— BEGIN —

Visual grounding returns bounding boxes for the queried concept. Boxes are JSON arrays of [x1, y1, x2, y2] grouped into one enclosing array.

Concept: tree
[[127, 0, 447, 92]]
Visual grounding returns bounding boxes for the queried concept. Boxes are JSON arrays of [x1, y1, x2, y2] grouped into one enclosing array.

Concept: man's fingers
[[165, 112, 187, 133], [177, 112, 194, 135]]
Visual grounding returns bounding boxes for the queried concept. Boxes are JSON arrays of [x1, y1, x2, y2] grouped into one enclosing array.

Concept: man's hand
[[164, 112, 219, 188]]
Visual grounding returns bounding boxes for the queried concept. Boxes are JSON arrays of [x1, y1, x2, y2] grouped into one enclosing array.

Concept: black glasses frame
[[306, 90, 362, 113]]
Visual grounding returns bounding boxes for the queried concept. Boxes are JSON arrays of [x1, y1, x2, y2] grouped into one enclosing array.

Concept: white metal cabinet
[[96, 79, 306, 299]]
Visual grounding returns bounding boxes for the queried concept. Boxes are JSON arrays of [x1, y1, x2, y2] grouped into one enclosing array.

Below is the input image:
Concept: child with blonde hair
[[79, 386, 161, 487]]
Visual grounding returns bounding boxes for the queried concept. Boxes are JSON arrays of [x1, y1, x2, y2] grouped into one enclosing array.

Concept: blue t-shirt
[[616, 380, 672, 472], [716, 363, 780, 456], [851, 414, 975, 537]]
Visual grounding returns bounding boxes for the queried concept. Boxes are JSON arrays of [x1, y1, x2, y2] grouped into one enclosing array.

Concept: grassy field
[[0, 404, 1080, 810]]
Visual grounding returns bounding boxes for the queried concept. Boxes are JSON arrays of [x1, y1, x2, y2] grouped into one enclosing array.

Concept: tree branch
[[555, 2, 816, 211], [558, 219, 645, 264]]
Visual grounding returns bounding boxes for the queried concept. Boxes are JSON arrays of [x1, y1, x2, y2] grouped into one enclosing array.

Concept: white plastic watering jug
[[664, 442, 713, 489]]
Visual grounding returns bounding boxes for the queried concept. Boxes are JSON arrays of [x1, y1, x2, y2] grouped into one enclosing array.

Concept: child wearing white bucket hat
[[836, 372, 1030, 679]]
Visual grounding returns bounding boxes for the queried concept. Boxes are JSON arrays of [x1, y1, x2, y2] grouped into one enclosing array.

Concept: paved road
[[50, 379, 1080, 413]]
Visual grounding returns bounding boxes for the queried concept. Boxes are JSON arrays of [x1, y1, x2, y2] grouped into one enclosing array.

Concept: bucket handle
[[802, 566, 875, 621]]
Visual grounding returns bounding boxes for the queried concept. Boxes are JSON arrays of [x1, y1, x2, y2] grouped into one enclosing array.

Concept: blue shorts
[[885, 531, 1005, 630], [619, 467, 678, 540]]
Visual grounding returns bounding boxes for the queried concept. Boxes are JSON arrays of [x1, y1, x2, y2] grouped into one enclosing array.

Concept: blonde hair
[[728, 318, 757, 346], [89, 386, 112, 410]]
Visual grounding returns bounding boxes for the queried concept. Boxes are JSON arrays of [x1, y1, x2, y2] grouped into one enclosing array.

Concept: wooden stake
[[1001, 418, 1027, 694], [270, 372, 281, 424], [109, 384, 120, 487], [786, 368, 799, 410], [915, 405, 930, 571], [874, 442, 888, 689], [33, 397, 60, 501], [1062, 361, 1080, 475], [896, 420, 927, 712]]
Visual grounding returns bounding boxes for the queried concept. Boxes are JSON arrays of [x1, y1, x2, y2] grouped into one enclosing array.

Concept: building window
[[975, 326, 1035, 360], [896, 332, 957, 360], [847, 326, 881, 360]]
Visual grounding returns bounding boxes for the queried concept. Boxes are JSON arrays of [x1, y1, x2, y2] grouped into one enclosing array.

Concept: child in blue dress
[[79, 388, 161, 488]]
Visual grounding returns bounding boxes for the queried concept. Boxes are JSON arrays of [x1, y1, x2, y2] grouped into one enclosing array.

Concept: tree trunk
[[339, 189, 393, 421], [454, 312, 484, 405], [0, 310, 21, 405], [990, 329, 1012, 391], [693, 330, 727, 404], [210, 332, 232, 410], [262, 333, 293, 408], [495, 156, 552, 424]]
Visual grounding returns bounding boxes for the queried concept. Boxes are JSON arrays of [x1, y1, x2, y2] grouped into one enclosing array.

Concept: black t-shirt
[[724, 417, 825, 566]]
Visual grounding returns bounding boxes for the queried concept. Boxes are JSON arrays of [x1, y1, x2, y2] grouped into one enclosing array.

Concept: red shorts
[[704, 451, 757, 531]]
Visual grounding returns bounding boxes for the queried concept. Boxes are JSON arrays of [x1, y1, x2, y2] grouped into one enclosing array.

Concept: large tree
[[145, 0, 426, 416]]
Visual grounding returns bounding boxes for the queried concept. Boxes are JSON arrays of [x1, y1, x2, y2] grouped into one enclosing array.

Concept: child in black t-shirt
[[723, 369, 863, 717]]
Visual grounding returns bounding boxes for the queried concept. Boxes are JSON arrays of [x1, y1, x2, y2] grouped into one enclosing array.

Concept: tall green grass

— END —

### EXERCISE INSTRUCTIONS
Rewrite all of the records above, swapping "enclosing array" for "outer array" wherever it occurs and leaving everything else unchanged.

### FINAL ANSWER
Visual grounding returns bounding boxes for the queried concept. Boxes are JSON arrays of [x1, y1, x2, y2] grouped into one outer array.

Concept: tree
[[127, 0, 447, 92]]
Visual grounding returns bounding boxes for the queried concept. Boxes are JSON arrays of [x1, y1, x2, y2] grouped into one outer array.

Concept: man's fingers
[[165, 112, 187, 133], [177, 112, 194, 135]]
Visual grounding returns bounding boxes for the queried concept. Boxes are JSON arrays of [x1, y1, x2, y2] grouped into one outer array.

Concept: man's hand
[[164, 112, 219, 188]]
Visual grounding returns bounding boxes for the queried concept. Boxes are JSON arrays of [x1, y1, x2, y2] grouped into one outer array.

Concept: black glasses frame
[[306, 90, 362, 113]]
Visual grounding returns bounding boxes for the queried concept. Boxes are JSON arrays of [x1, y1, x2, y2] grouped into one outer array.

Concept: white metal cabinet
[[96, 79, 306, 299]]
Visual grounding returns bounding boxes for the queried concept. Boxes are JSON arrays of [x1, y1, x2, y2] grouped into one outer array.

Below is the input image:
Concept: child with blonde hair
[[79, 386, 161, 487]]
Visual grounding returns bounding boxes for the queried concept. Boxes are JSON arrays of [x1, y1, x2, y2] grouped into one outer array.

Concept: blue t-shirt
[[616, 380, 672, 472], [716, 363, 780, 456], [851, 414, 975, 537]]
Visual grounding returns bounding boxes for the queried concept. Boxes are JSON arrays of [x1, y1, x2, y2] grouped into one outer array.

Concept: grassy field
[[0, 404, 1080, 810]]
Visual grounding returns bounding boxes for the queried concept. Boxes are JSON arrays of [x1, y1, x2, y2] grouped into one outer array.

Concept: tree branch
[[555, 2, 816, 211], [558, 219, 645, 264]]
Visual grounding returns bounding boxes for the queried concept. Boxes are JSON arrays of [x1, y1, x2, y2] grouped into one outer array.

Concept: white plastic watering jug
[[664, 442, 713, 489]]
Visual grounding returns bounding boxes for the queried concept. Boxes are JSON arrays of [x1, y1, x2, y2] grouped into one outer array.

Concept: child wearing white bucket hat
[[836, 372, 1030, 679]]
Visual grounding returns bounding boxes for the queried concept. Boxes are JSON arrays of [x1, y1, x2, y2] grouped into one outer array.

Concept: paved road
[[50, 379, 1080, 413]]
Visual grounding returns bounding boxes for the queried concept. Boxes are JSON arrays of [x1, y1, x2, y2] grouped into one outer array.

Concept: bucket handle
[[802, 566, 875, 621]]
Visual grounding returns bounding boxes for the queried concept. Boxes are JSON arrays of [x1, y1, x2, y2] grouped into one outer array.

Concept: blue shorts
[[885, 531, 1005, 630], [619, 467, 678, 540]]
Visual grounding returns bounding boxes for the queried concept. Boxes are JSON arrays of [x1, y1, x2, y2] grouped into one outer array.

Concept: blonde hair
[[728, 318, 757, 346], [89, 386, 112, 410]]
Visual grounding returns bounding boxes for the queried concept. Boxes are JSON arrays of [x1, y1, x2, y2] grouped into one outer array.

Concept: wooden stake
[[1001, 418, 1027, 694], [270, 372, 281, 424], [109, 384, 120, 487], [786, 368, 799, 410], [915, 405, 930, 571], [874, 442, 888, 689], [33, 397, 60, 501], [1062, 361, 1080, 475], [896, 420, 927, 712]]
Visual grounding returns bounding boxes for the queried concept. Boxes are JSON arrays of [x1, y1, x2, y2] grouped into one outer array.

Concept: building window
[[975, 326, 1035, 360], [896, 332, 957, 360], [847, 326, 881, 360]]
Visual grounding returns bounding boxes for the queried concept. Boxes are JSON arrays of [x1, y1, x2, y2] grouped into one outer array.

Concept: child in blue dress
[[79, 388, 161, 488]]
Visual grounding returns bounding boxes for the queried concept. Boxes are JSON arrays of [x1, y1, x2, y2] grouped into one outer array.

Concept: tree trunk
[[339, 189, 393, 421], [454, 312, 484, 405], [0, 310, 21, 405], [990, 329, 1012, 391], [693, 330, 727, 404], [210, 332, 232, 410], [262, 333, 293, 408], [495, 156, 552, 424]]
Visual grounding returns bounding boxes for the queried concept. Boxes are JSON arrays of [x1, y1, x2, y2] grouped into one outer array.

Concept: black t-shirt
[[724, 417, 825, 566]]
Visual grounding returns bounding boxes for the queried concept. Boxes are JSON arrays of [x1, y1, x2, y2] grouped into one outer array.

Concept: red shorts
[[704, 451, 757, 531]]
Visual grounding returns bounding boxes for the queried concept. Boxes are JSON arrays of [x1, y1, x2, y2] grouped into one outer array.

Concept: large tree
[[145, 0, 426, 416]]
Visual grounding returns bounding boxes for the queried concept. Boxes are JSON arrays of [x1, y1, x2, y2] grouped into one outer array.

Concept: child in black t-shirt
[[723, 369, 863, 717]]
Visual grounding returns bounding boxes for the queried concept. Boxes are JSON arrays of [x1, y1, x2, y2] grouped into one outer array.

Concept: tall green grass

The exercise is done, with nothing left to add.